Complete the following
- 1) Answer these questions about the text on Initiated Measure 11:
(a) What city is the letter writer from?
(b) According to the letter, what must a woman consent to when an abortion is performed as a result of rape or incest?
(c) According to the response, what can DNA evidence tell the difference between?
- 2) Can you pick up the text on Initiated Measure 11 at its last sentence and continue it?

Provided text

This has to be one of the most myopic letters I've read in the Rapid City Journal in a long time.
Better ways to use resources than Initiated Measure 11
I received my absentee ballot in the mail yesterday, and Measure 11 goes farther than I thought. In addition to forcing women to carry unviable fetuses to term (those with fatal defects or even those with a defect that results in the absence of a brain), it reads: When an abortion is performed as a result of rape or incest, the woman must consent to biological sampling from herself and the embryo or fetus for DNA testing by law enforcement. Thus, in addition to the physical and psychological trauma of rape or incest, paternity testing would be performed on the products of conception by law enforcement. What is this expensive testing going to tell us? Women may be having sex with their partners or husbands at the time of rape. Women may be raped by their partners/husbands. Is our state so financially set that we can spend our taxpayer’s dollars on paternity testing of aborted fetuses? This doesn’t even take into consideration the millions of dollars that we, as South Dakotans will pay as this law goes to the Supreme Court. Let’s put that money into our schools, our roads, low cost birth control and sex education.
JESSICA PETTIGREW
Rapid City
"Thus, in addition to the physical and psychological trauma of rape or incest, paternity testing would be performed on the products of conception by law enforcement." Evidence gathering is standard procedure in the crime of rape. It's how perpetrators are prosecuted, justice is obtained for the victim, and the public is protected from future rapes.
"What is this expensive testing going to tell us?" Oh, silly little things like who is the perpetrator of this crime of rape. And it will tie the perpetrator to the victim with physical evidence. Just goofy stuff like that.
"Women may be having sex with their partners or husbands at the time of rape." So? That "expensive testing" using DNA evidence will reveal who is the father of the child--and theoretically the perpetrator. DNA evidence can tell the difference whether the woman was impregnated by her husband or the rapist (not that this changes the humanity of the child). After all, the issue with the rape exception is theoretically that the woman was raped and the child to be aborted is a subsequent outcome of that rape.

(Entries taken from a collection)

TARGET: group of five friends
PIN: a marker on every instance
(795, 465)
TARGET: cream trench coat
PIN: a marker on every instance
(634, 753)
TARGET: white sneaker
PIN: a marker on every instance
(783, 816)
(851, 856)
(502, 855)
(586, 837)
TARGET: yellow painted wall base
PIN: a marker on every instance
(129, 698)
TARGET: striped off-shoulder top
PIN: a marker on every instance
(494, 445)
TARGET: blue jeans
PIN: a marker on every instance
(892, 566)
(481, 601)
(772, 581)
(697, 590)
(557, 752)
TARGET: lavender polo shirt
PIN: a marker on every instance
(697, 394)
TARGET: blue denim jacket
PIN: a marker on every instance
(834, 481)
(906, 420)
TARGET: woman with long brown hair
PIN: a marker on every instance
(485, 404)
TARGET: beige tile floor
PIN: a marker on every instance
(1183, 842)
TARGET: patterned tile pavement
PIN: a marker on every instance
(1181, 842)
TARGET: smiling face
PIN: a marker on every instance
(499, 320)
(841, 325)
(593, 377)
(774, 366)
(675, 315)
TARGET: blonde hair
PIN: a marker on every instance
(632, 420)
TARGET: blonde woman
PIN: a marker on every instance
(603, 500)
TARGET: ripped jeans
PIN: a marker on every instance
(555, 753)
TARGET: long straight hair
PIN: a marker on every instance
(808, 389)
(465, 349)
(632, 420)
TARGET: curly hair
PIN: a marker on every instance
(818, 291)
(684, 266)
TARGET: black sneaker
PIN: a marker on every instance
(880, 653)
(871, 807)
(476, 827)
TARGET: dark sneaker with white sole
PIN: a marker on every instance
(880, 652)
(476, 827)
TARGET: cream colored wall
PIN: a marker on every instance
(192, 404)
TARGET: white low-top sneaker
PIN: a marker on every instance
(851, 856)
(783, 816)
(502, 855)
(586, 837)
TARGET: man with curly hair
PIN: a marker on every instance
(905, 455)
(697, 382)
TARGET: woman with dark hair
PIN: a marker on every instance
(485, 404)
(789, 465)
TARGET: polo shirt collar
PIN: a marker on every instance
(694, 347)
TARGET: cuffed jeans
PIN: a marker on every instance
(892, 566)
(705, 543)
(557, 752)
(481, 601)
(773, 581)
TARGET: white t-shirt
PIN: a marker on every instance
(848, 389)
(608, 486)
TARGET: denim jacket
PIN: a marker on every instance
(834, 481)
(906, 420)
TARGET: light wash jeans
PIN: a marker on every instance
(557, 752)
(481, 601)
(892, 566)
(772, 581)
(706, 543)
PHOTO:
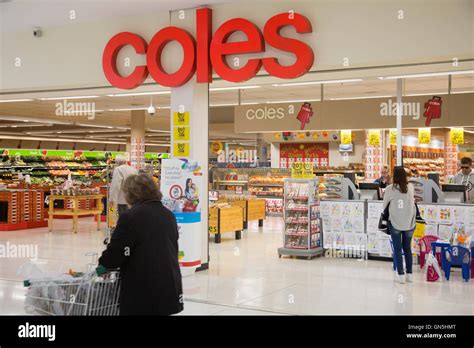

Answer set
- 1)
(a) Rapid City
(b) Biological sampling from herself and the embryo or fetus for DNA testing by law enforcement
(c) Whether the woman was impregnated by her husband or by the rapist

- 2)
"Women may be raped by their partners/husbands." Yes, and if they did, they can be prosecuted for it...and again, this "expensive testing" will provide the evidence necessary to proceed with prosecution.
"Is our state so financially set that we can spend our taxpayer’s dollars on paternity testing of aborted fetuses?" I don't know; is our state "so financially set" that we can spend our taxpayer's dollars to gather and test evidence in other crimes?
"This doesn’t even take into consideration the millions of dollars that we, as South Dakotans will pay as this law goes to the Supreme Court." If it does go to the Supreme Court, you can thank the pro-abortionists for suing to stop a reasonable law from being enforced. It will be them you can thank for the expense, not the folks trying to end abortion on demand and save lives.
I think rather than "Better ways to use resources than Initiated Measure 11" for the title of this letter, it should have been, "Sweep the crime of rape under the rug."
Do we really have to explain basic things like this to pro-abortion liberals? Or are they simply so blinded by their zeal to keep abortion legal for retroactive birth control that they overlook the obvious?